__What is needed__: Copy every entry with each "instance" swapped for "occurrence", keeping everything else unchanged and leaving out the pictures.

─── Data lines

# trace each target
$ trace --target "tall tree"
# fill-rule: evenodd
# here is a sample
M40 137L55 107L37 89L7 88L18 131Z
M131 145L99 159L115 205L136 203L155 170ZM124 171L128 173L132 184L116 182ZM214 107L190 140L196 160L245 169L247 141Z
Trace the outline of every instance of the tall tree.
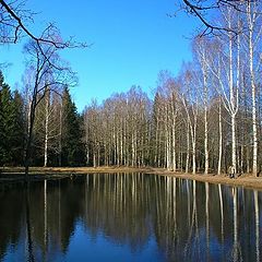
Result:
M82 118L76 111L69 90L66 87L62 94L62 165L80 166L83 165L85 151L82 142Z

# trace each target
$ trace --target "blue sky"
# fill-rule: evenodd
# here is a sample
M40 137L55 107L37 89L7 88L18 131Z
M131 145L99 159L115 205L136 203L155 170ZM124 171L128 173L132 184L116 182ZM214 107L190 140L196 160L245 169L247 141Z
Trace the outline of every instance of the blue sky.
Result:
M38 14L31 25L40 32L56 22L62 36L75 36L93 44L85 49L62 51L79 75L79 86L71 90L81 111L92 98L98 102L112 93L140 85L148 94L156 87L160 70L176 74L183 61L191 59L191 40L199 26L196 19L179 12L178 0L28 0ZM24 55L21 45L1 46L0 62L5 81L21 83ZM20 84L21 86L21 84Z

──────

__The reply__:
# trace each target
$ trace --target "tall tree"
# fill-rule: evenodd
# here is a sample
M40 137L55 107L37 89L7 88L18 131Z
M131 145L99 159L115 205L136 203L155 170ZM124 171L128 173L132 184L116 182ZM214 107L190 140L196 160L245 169L247 141Z
Trace the outline of every occurrence of the tall tree.
Result:
M82 118L76 111L69 90L66 87L62 94L62 165L80 166L83 165L85 151L82 142Z

# trace each target
$ trace --target "blue sky"
# fill-rule: evenodd
# here is a sample
M40 137L55 107L37 89L7 88L18 131Z
M131 145L99 159L115 205L136 203L155 170ZM124 171L128 173L132 184L116 182ZM214 107L190 140L196 160L245 169L247 141Z
Trace the outline of every occurrence of the blue sky.
Result:
M38 14L31 25L40 32L56 22L62 36L75 36L93 44L85 49L62 51L79 75L79 86L71 90L81 111L92 98L98 102L112 93L140 85L148 94L156 87L160 70L176 74L183 61L191 59L191 40L199 26L196 19L179 12L178 0L28 0ZM24 55L21 45L1 46L0 62L5 81L21 83ZM20 84L21 86L21 84Z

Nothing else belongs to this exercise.